[Records from a data collection]
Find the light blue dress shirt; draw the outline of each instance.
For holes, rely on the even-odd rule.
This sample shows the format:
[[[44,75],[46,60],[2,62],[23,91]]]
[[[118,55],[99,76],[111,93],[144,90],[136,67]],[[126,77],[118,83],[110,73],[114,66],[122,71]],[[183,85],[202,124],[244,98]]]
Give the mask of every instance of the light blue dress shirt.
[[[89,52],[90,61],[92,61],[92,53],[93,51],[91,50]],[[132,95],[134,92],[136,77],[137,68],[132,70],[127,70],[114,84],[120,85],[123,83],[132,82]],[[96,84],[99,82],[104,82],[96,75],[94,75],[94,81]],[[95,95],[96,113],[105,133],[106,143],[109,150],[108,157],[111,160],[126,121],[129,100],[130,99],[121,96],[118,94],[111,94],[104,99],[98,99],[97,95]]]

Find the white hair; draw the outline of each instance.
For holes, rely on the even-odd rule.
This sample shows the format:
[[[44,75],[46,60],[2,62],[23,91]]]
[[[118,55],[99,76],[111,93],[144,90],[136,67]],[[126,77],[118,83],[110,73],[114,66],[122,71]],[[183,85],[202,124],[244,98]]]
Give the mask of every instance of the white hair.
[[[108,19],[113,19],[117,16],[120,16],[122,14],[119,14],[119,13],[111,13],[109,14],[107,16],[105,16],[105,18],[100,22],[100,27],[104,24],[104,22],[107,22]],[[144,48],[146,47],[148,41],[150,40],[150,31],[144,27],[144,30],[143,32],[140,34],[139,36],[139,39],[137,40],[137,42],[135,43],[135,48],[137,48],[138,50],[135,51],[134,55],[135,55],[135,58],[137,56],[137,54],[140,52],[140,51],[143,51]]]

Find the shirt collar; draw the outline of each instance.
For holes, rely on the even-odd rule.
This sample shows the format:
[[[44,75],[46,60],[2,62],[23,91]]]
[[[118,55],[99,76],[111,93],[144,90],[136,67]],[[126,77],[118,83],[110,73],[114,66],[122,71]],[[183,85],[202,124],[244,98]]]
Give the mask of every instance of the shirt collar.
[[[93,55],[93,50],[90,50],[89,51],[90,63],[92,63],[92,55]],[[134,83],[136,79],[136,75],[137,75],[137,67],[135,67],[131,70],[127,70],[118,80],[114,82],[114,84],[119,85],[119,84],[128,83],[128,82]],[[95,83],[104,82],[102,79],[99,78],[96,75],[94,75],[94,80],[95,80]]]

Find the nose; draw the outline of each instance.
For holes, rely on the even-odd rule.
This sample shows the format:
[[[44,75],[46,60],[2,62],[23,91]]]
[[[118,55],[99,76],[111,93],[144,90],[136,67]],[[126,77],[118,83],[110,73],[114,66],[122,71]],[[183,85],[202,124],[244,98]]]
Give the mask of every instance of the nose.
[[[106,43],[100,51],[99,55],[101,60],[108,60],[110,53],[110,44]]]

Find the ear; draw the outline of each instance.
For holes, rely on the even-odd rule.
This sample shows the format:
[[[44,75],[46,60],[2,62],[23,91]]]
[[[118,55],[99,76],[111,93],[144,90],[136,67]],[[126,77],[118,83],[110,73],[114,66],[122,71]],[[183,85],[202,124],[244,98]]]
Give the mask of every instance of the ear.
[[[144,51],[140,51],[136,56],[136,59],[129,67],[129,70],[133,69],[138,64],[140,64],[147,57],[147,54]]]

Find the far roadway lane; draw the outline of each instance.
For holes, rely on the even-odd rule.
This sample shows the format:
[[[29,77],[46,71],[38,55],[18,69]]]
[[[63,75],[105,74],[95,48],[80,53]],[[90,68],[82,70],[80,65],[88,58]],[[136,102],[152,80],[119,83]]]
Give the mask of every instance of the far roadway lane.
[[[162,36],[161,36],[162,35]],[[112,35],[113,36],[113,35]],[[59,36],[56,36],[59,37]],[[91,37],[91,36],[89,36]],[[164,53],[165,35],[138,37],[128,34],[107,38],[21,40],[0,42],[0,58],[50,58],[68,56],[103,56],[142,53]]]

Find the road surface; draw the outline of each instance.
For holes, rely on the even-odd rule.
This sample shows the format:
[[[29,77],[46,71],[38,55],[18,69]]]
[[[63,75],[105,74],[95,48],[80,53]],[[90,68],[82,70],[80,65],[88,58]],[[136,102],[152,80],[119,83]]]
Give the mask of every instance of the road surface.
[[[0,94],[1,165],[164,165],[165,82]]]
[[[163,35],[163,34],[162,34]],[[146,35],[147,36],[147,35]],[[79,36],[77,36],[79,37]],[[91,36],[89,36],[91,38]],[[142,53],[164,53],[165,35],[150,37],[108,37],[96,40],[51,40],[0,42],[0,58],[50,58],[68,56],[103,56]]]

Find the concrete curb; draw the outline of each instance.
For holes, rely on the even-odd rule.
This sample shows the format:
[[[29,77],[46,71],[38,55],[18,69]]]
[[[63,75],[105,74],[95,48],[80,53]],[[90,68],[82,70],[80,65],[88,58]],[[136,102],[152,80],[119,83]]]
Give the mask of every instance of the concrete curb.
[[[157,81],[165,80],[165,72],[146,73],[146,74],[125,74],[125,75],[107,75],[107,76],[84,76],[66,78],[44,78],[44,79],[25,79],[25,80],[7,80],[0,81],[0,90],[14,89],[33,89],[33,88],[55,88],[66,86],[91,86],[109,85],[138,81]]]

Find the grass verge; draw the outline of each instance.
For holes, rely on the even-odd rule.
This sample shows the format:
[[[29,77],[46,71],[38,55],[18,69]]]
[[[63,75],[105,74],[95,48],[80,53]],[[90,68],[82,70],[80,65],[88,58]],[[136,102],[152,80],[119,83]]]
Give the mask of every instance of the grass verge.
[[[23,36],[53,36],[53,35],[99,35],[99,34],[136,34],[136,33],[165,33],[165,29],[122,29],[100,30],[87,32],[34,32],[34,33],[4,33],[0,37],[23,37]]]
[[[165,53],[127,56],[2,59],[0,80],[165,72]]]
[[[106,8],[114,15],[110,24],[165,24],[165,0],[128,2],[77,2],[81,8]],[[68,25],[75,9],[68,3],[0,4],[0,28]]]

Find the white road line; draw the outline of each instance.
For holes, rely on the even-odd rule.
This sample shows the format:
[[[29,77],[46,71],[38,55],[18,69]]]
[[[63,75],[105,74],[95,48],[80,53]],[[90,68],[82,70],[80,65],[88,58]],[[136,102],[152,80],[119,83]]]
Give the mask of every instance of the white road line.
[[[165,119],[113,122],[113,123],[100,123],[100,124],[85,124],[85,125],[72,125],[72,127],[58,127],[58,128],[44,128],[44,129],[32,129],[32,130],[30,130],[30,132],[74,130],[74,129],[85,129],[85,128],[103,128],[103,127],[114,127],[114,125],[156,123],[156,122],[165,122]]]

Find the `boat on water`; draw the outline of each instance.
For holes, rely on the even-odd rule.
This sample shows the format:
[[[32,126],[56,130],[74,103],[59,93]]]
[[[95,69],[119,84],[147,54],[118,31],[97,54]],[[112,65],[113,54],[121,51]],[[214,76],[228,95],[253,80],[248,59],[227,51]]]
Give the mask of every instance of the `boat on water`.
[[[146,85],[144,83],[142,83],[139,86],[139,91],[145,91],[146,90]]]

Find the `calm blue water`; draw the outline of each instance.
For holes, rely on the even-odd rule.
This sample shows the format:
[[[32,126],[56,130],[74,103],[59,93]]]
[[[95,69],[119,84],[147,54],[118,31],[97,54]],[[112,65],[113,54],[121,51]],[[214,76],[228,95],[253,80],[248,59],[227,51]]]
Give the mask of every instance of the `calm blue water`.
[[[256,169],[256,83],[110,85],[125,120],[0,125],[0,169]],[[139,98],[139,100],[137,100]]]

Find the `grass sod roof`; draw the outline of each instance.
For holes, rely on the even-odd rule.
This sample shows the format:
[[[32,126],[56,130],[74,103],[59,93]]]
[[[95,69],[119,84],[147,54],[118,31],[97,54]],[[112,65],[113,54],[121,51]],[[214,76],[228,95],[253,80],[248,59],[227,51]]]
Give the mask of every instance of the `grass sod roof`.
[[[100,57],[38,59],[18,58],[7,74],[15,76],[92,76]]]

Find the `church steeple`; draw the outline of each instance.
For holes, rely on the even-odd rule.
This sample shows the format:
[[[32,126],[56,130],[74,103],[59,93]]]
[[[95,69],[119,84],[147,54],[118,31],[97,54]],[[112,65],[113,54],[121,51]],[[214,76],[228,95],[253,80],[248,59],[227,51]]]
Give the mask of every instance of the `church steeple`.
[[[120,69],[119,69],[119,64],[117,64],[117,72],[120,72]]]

PROMPT: Copy out the data above verbatim, from the line with "Find the grass" to the line with "Give the mask of every instance of the grass", including both of those lines.

SOLUTION FOR THIS EXERCISE:
Find the grass verge; draw the outline of each instance.
For holes, rely on the even-odd rule.
This sample shows the format:
[[[29,77],[46,71],[38,55],[18,69]]]
[[[63,75],[105,74],[95,48],[80,53]],[[90,68],[82,70],[80,65],[88,58]],[[136,102],[152,80],[119,83]]]
Give the mask of every instance of the grass verge.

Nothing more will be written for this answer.